___ PROVIDED DATA ___

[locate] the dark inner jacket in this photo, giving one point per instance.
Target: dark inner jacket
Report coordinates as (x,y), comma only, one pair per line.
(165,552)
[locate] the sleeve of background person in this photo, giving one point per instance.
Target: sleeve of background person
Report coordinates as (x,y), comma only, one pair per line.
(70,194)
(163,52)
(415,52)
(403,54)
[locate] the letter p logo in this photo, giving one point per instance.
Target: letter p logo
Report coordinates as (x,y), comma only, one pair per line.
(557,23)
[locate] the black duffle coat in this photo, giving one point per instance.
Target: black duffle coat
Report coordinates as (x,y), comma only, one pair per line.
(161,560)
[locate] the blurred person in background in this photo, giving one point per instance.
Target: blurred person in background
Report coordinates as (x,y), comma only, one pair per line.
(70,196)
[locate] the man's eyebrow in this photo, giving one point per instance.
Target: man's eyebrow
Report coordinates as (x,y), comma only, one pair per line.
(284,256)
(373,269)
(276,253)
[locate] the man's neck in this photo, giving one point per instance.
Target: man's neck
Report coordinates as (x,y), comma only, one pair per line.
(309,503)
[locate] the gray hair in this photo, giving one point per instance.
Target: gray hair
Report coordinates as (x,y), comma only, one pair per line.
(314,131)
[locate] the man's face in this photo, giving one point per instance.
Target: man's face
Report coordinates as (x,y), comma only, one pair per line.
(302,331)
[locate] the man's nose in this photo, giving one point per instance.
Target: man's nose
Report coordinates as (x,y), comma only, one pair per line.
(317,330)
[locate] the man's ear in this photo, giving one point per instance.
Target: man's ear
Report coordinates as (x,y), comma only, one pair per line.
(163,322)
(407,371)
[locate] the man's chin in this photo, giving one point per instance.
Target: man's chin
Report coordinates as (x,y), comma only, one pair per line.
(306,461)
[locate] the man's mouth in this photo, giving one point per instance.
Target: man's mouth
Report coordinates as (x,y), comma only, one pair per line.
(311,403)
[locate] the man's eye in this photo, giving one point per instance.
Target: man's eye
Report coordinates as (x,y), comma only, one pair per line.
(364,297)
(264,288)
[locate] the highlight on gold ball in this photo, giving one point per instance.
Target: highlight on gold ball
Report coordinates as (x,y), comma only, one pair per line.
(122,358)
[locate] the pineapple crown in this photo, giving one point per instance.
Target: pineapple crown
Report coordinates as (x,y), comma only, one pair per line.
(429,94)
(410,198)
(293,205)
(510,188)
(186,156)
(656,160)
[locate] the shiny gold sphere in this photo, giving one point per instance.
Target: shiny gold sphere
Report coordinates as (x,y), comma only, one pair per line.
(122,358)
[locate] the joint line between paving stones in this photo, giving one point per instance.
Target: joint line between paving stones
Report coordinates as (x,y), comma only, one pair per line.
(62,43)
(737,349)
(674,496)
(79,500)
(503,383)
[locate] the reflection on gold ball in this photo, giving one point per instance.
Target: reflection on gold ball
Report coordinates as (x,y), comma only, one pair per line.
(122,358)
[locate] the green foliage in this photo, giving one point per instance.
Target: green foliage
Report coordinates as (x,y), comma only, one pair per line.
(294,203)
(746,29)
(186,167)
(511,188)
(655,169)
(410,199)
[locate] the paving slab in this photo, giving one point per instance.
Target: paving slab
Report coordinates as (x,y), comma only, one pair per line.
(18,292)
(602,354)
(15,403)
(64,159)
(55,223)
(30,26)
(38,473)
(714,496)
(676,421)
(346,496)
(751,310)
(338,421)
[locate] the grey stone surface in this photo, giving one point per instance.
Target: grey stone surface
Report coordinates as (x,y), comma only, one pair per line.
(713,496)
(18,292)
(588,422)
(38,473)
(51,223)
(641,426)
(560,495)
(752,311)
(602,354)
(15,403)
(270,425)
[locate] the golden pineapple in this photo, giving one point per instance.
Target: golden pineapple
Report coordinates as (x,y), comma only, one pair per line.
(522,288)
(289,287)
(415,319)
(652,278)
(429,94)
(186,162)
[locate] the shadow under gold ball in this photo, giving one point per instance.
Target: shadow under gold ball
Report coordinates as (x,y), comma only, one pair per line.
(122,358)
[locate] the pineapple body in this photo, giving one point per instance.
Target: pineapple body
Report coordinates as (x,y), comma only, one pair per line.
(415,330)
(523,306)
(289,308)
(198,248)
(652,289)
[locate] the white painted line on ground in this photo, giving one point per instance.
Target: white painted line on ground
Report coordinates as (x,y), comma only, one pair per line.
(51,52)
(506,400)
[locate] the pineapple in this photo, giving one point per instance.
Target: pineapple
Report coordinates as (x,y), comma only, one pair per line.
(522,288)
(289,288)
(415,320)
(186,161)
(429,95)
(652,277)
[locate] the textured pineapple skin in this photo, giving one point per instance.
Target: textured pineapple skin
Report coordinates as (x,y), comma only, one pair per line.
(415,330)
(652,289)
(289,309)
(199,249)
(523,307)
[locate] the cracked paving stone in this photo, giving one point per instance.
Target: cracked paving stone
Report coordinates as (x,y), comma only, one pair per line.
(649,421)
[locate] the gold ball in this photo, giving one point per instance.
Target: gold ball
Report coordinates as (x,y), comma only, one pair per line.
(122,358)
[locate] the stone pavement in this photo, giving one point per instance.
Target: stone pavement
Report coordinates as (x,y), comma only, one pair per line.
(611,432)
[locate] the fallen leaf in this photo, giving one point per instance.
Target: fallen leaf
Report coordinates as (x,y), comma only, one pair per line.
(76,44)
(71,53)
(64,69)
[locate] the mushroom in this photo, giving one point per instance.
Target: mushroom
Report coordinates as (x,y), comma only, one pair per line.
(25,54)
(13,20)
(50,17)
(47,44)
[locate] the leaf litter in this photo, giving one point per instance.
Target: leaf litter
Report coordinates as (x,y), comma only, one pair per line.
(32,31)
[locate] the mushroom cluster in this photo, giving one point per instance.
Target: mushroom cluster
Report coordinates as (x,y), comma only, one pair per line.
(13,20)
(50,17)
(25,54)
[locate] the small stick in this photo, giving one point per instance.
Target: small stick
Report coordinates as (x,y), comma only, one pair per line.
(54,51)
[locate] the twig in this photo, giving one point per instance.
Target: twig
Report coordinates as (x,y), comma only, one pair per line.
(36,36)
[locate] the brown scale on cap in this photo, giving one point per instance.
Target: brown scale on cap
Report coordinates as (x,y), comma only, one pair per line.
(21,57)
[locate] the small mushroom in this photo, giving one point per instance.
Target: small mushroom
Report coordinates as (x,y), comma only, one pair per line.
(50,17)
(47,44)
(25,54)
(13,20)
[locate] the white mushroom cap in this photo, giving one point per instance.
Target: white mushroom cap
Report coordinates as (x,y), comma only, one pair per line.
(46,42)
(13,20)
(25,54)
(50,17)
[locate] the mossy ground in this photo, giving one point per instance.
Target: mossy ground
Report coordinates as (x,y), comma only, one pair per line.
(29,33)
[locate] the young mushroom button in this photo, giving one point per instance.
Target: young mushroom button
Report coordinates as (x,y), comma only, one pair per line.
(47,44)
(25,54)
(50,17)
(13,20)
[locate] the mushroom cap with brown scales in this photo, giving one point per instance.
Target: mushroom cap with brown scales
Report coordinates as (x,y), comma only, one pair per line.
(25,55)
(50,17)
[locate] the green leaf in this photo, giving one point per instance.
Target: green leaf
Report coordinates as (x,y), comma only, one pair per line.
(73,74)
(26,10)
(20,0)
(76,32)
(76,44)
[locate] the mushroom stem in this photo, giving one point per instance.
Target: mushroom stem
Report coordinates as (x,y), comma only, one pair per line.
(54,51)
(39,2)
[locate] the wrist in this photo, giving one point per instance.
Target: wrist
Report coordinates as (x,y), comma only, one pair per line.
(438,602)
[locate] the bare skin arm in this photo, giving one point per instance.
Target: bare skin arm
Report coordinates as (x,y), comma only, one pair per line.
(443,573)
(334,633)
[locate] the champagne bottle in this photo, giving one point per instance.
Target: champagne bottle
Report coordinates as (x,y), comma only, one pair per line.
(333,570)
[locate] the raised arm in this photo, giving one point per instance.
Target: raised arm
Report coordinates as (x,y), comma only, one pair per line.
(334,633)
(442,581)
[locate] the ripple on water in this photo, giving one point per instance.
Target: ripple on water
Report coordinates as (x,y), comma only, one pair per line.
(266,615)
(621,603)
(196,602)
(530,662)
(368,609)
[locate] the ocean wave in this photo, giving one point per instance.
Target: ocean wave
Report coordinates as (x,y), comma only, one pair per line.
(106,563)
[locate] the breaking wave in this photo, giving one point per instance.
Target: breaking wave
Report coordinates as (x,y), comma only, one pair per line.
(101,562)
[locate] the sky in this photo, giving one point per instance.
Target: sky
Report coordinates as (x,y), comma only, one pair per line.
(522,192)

___

Beginning at the top of the records above, transcribe each line exactly up to and including the line that holds "Target: sleeve of background person".

[locate] the dark inner jacket in this photo, giving one point per instance.
Target: dark inner jacket
Report coordinates as (x,y), comma only, one pair per line.
(165,552)
[locate] the sleeve of background person in this photo, giving one point per instance.
Target: sleeve of background person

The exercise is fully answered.